# [Provided material]
════════
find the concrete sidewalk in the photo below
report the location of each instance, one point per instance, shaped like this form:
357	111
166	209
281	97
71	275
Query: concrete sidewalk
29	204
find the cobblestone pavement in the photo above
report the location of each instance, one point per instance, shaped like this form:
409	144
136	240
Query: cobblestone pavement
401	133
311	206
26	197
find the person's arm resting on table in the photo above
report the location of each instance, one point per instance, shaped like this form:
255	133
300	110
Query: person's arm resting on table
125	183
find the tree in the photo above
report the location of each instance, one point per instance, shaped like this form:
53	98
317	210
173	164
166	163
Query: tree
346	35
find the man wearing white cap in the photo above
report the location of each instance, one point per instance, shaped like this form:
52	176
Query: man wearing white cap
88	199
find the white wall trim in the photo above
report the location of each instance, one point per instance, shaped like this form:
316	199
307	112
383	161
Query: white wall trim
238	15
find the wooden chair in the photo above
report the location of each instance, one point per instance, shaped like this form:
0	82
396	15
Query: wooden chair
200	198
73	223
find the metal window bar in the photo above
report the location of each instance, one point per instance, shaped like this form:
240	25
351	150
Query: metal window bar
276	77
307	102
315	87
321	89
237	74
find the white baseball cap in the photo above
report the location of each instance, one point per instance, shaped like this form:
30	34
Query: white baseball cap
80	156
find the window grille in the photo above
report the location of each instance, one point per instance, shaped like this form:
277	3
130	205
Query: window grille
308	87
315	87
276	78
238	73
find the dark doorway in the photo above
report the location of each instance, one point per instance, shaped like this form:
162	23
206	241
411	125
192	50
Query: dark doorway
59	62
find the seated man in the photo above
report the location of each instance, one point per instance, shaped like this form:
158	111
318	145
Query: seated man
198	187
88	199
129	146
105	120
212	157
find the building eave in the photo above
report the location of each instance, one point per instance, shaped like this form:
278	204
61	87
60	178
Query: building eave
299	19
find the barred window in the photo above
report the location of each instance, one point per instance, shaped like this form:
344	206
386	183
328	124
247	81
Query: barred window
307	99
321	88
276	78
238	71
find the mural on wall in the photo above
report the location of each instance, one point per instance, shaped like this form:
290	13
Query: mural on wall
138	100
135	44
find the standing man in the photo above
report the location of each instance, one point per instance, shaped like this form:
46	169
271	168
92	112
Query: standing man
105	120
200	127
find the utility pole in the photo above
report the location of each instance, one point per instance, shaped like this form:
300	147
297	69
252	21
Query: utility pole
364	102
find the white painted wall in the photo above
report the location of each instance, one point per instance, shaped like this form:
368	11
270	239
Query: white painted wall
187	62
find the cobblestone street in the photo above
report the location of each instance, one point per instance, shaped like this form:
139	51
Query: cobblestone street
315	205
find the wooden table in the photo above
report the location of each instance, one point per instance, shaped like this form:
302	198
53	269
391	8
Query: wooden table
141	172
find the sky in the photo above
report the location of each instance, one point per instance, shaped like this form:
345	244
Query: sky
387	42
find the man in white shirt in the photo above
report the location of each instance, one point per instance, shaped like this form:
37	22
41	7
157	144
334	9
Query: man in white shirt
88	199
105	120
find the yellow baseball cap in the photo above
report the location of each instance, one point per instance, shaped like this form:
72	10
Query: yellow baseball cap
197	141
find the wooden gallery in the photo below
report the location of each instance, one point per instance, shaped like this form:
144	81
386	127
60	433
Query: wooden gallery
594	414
════════
# [Exercise aim]
Locate "find the building eave in the photo above" in the data above. Then repeat, exactly, its line and each line after it through the last, adding nothing.

# [Finished exercise]
find the building eave in the photo above
report the location of each instance, one point per instance, shaped like this form:
278	204
61	87
60	178
Query: building eave
299	19
find the barred window in the photo above
report the location of each instance, one point per instance, shaped like this form:
344	206
386	183
328	124
247	81
Query: barred window
307	99
321	88
276	78
238	71
find the mural on wall in the photo above
report the location of each instance, one point per instance, shaped like this form:
290	13
Query: mural on wall
138	100
135	44
find the standing man in the photo above
report the location of each instance, one point per instance, shaped like this form:
46	169
271	168
92	112
Query: standing man
105	120
200	127
find the utility pole in the photo above
report the location of each instance, one point per instance, shaped like this form:
300	147
297	69
252	21
Query: utility pole
364	102
find the white painted wall in the photo above
report the location of each instance, one point per instance, shaped like this form:
368	11
270	239
Query: white painted wall
187	62
find the cobblestone street in the photo above
report the location of each instance, one point per instance, shaped like this form:
139	51
Query: cobblestone street
315	205
find the wooden table in the photo above
report the location of each instance, one point per instance, shaped like this form:
302	198
53	269
391	8
Query: wooden table
141	172
find the sky in the photo above
report the location of each instance, one point per instance, shaped like this form:
345	244
Query: sky
387	42
find the man in white shirt in the photo above
report the location of each instance, one point per instance, shaped like this form:
37	22
41	7
157	144
334	9
Query: man in white shirt
88	199
105	120
find the yellow baseball cap in the photo above
report the location of each instance, one point per instance, shaped like this form:
72	10
Query: yellow baseball cap
197	141
find the wooden gallery in the photo below
report the location of each instance, one point per instance, shaped like this form:
144	81
386	127
60	433
Query: wooden gallery
594	414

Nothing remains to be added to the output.